▶ _WORK TO COMPLETE_
Without any of the pictures, set down the data below exactly.

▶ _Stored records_

**********

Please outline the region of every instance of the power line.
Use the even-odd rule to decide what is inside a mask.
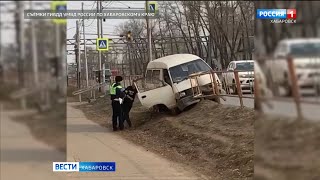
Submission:
[[[68,28],[67,31],[70,30],[70,29],[74,29],[74,28],[76,28],[76,27]]]
[[[89,26],[91,26],[94,21],[95,21],[95,19],[92,19],[91,23],[90,23],[89,25],[87,25],[87,26],[84,26],[84,27],[89,27]]]
[[[120,4],[122,4],[122,5],[127,6],[128,8],[131,8],[130,6],[128,6],[128,5],[126,5],[126,4],[124,4],[124,3],[123,3],[123,2],[121,2],[121,1],[117,1],[117,3],[120,3]]]

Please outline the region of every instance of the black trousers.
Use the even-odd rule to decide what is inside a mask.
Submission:
[[[122,108],[119,101],[112,100],[112,127],[113,130],[118,129],[118,122],[119,122],[119,129],[122,130],[123,126],[123,117],[122,117]]]
[[[130,117],[129,117],[129,113],[130,113],[131,108],[132,108],[132,103],[123,103],[122,104],[123,122],[127,121],[129,127],[132,126],[131,120],[130,120]]]

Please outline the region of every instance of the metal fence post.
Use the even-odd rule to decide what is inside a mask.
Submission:
[[[23,110],[27,109],[27,100],[26,97],[21,98],[21,108]]]
[[[258,111],[260,114],[263,113],[262,103],[261,103],[261,95],[260,95],[260,87],[259,87],[259,78],[254,77],[254,109]]]
[[[303,116],[302,116],[301,104],[300,104],[300,92],[299,92],[299,86],[297,83],[298,79],[295,72],[293,58],[289,56],[287,58],[287,63],[288,63],[290,81],[291,81],[292,94],[293,94],[293,98],[297,108],[298,119],[301,120]]]
[[[216,73],[215,72],[213,72],[213,73],[211,73],[211,75],[212,75],[212,78],[213,78],[213,84],[214,84],[214,91],[215,91],[215,94],[216,94],[216,96],[217,96],[217,102],[219,103],[219,104],[221,104],[221,101],[220,101],[220,93],[219,93],[219,89],[218,89],[218,83],[217,83],[217,79],[216,79]]]
[[[242,91],[241,91],[240,79],[239,79],[238,71],[234,71],[234,77],[235,77],[235,80],[236,80],[237,93],[238,93],[239,100],[240,100],[240,106],[243,107]]]

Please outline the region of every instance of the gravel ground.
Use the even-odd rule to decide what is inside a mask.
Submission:
[[[320,179],[320,123],[260,117],[255,123],[255,179]]]

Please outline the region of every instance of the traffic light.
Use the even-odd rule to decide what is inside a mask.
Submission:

**********

▶ _EXPECTED ANSWER_
Please outline the region of every instance of the power line.
Use the even-odd rule to decide what is inside a mask.
Submission:
[[[68,28],[67,31],[70,30],[70,29],[74,29],[74,28],[76,28],[76,27]]]
[[[89,26],[91,26],[94,21],[95,21],[95,19],[92,19],[91,23],[90,23],[89,25],[87,25],[87,26],[84,26],[84,27],[89,27]]]
[[[120,4],[122,4],[122,5],[127,6],[128,8],[131,8],[130,6],[128,6],[128,5],[126,5],[126,4],[124,4],[124,3],[123,3],[123,2],[121,2],[121,1],[117,1],[117,3],[120,3]]]

Please outline the region of every instance of the black trousers.
Use the even-odd rule to decide what is inside a mask.
Submission:
[[[122,108],[119,101],[112,100],[112,127],[113,130],[118,129],[118,122],[119,122],[119,129],[122,130],[123,126],[123,117],[122,117]]]
[[[130,117],[129,117],[129,113],[130,113],[131,108],[132,108],[132,103],[123,103],[122,104],[123,122],[127,121],[129,127],[132,126],[131,120],[130,120]]]

Please outline the region of every instance of the metal fence post.
Use the even-odd rule to decide what is inside a mask.
Submission:
[[[23,110],[27,109],[27,100],[26,97],[21,98],[21,108]]]
[[[258,111],[260,114],[263,113],[262,103],[261,103],[261,95],[260,95],[260,87],[259,87],[259,78],[254,77],[254,109]]]
[[[303,116],[302,116],[301,104],[300,104],[300,92],[299,92],[299,86],[297,83],[298,79],[295,72],[293,58],[289,56],[287,58],[287,63],[288,63],[290,81],[291,81],[292,94],[293,94],[293,98],[297,108],[298,119],[301,120]]]
[[[216,73],[215,72],[213,72],[213,73],[211,73],[211,75],[212,75],[212,78],[213,78],[213,84],[214,84],[214,91],[215,91],[215,94],[216,94],[216,96],[217,96],[217,102],[219,103],[219,104],[221,104],[221,101],[220,101],[220,93],[219,93],[219,89],[218,89],[218,83],[217,83],[217,79],[216,79]]]
[[[242,91],[241,91],[240,79],[239,79],[238,71],[234,71],[234,77],[235,77],[235,80],[236,80],[237,93],[238,93],[239,100],[240,100],[240,106],[243,107]]]

Please outline the region of every instance of the gravel ground.
Use the even-odd rule to decide what is inside a mask.
Submission:
[[[320,179],[320,123],[260,117],[255,123],[255,179]]]

Please outline the region of every instance of the traffic light.
Use the even-odd rule to decide what is inside a mask.
Submission:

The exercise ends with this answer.